● Page extract

This is the first ever in-depth analysis of Pope John Paul II’s list of forty-five significant films, ranging from light-hearted favorites like The Wizard of Oz to challenging arthouse features such as The Seventh Seal. The following is an analysis of the 1966 film, Andrei Rublev.

A masterpiece of spiritual filmmaking that has been described as the War and Peace of Russian cinema and the best art house film of all time, Andrei Rublev offers an impressionistic reflection upon art, morality, and faith in the context of Russia’s historically Orthodox Christian past. Divided into several poetically arranged episodes, the narrative follows the historical (albeit artistically reimagined) figure of Rublev as he moves across a medieval landscape peopled by fellow monks, feudal patrons, Tartar invaders, profligate pagans, and holy fools.

Across this extended, meditative film, he walks, he ponders, he talks to a few people, and then the film ends with a visual survey of some of his most celebrated works of art. This might not sound like much of a story, and in a certain sense it isn’t: the character of Rublev, who ties the project together, does not even appear in every vignette. It is nonetheless a powerfully suggestive piece of filmmaking.

It is so powerful, in fact, that it was initially banned from cinemas. As the state-sponsored production of an officially atheistic regime, Andrei Rublev immediately came under fire by Soviet-era Goskino censors and was proscribed after only one screening. What explains such an explosive reaction to a movie that some viewers today will likely regard as a slow-moving, relatively uneventful art piece?

The answer almost certainly has to do with the film’s perceived political implications, and some of its elements do, indeed, lend themselves to such interpretation. There is a prince, for instance, who, in a fit of petty jealousy, gouges out the eyes of a group of artisans to prevent them from creating something more beautiful for their next patron. If understood as a symbol of short-sighted and worldly governing authorities in general, this could be understood as offering a comment on contemporary times. A leader of the East German Communist Party apparently understood the film along these lines, asking how a picture could be made that showed the Russian people living under such abuse and neglect. It is an ironic comment, of course, given the film’s fifteenth-century (rather than twentieth-century) setting, but such extrapolation from past to present is not as far-fetched as it might seem. The film’s director, Andrei Tarkovsky, spoke openly about using the film’s historical material as an excuse to express his own ideas and address the issues of his age, and some of its first viewers seem to have taken this as the artistic equivalent of political dissidents demonstrating in Red Square.

● Extracted data
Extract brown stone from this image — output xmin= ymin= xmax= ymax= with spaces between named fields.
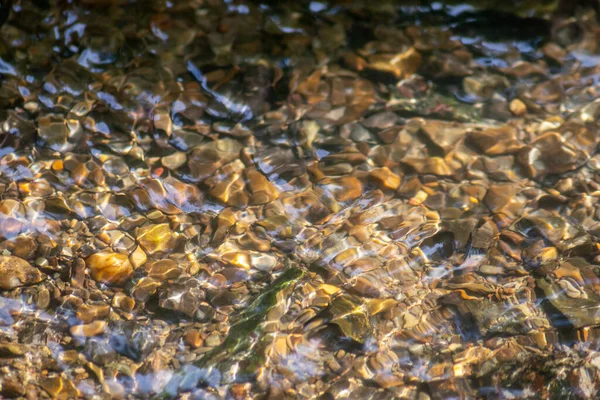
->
xmin=0 ymin=256 xmax=43 ymax=290
xmin=85 ymin=250 xmax=133 ymax=286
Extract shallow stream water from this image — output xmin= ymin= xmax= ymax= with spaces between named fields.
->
xmin=0 ymin=0 xmax=600 ymax=400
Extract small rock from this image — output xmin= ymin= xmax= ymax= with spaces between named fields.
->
xmin=0 ymin=256 xmax=43 ymax=290
xmin=69 ymin=321 xmax=106 ymax=337
xmin=86 ymin=250 xmax=133 ymax=286
xmin=204 ymin=332 xmax=221 ymax=347
xmin=0 ymin=343 xmax=27 ymax=358
xmin=508 ymin=99 xmax=527 ymax=117
xmin=183 ymin=329 xmax=204 ymax=349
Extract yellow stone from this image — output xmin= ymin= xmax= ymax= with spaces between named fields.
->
xmin=138 ymin=223 xmax=174 ymax=254
xmin=85 ymin=250 xmax=133 ymax=286
xmin=369 ymin=167 xmax=400 ymax=190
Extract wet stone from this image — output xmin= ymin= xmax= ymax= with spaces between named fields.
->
xmin=0 ymin=0 xmax=600 ymax=400
xmin=85 ymin=251 xmax=133 ymax=286
xmin=0 ymin=255 xmax=43 ymax=290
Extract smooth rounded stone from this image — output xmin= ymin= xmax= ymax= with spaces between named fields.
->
xmin=204 ymin=332 xmax=221 ymax=347
xmin=145 ymin=259 xmax=183 ymax=282
xmin=0 ymin=255 xmax=44 ymax=290
xmin=161 ymin=152 xmax=187 ymax=170
xmin=137 ymin=223 xmax=175 ymax=254
xmin=131 ymin=277 xmax=161 ymax=304
xmin=508 ymin=99 xmax=527 ymax=117
xmin=0 ymin=343 xmax=27 ymax=358
xmin=319 ymin=176 xmax=363 ymax=201
xmin=109 ymin=321 xmax=165 ymax=361
xmin=0 ymin=377 xmax=27 ymax=399
xmin=421 ymin=120 xmax=467 ymax=154
xmin=77 ymin=304 xmax=110 ymax=324
xmin=479 ymin=264 xmax=506 ymax=275
xmin=69 ymin=321 xmax=107 ymax=337
xmin=85 ymin=250 xmax=133 ymax=286
xmin=468 ymin=125 xmax=524 ymax=156
xmin=369 ymin=167 xmax=401 ymax=190
xmin=111 ymin=292 xmax=135 ymax=312
xmin=183 ymin=329 xmax=204 ymax=349
xmin=158 ymin=278 xmax=206 ymax=317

● What needs to be done
Copy the passage of the Andrei Rublev analysis above from "Across this extended, meditative" up to and including "piece of filmmaking.", keeping every word and mark unchanged.

● Answer for this exercise
Across this extended, meditative film, he walks, he ponders, he talks to a few people, and then the film ends with a visual survey of some of his most celebrated works of art. This might not sound like much of a story, and in a certain sense it isn’t: the character of Rublev, who ties the project together, does not even appear in every vignette. It is nonetheless a powerfully suggestive piece of filmmaking.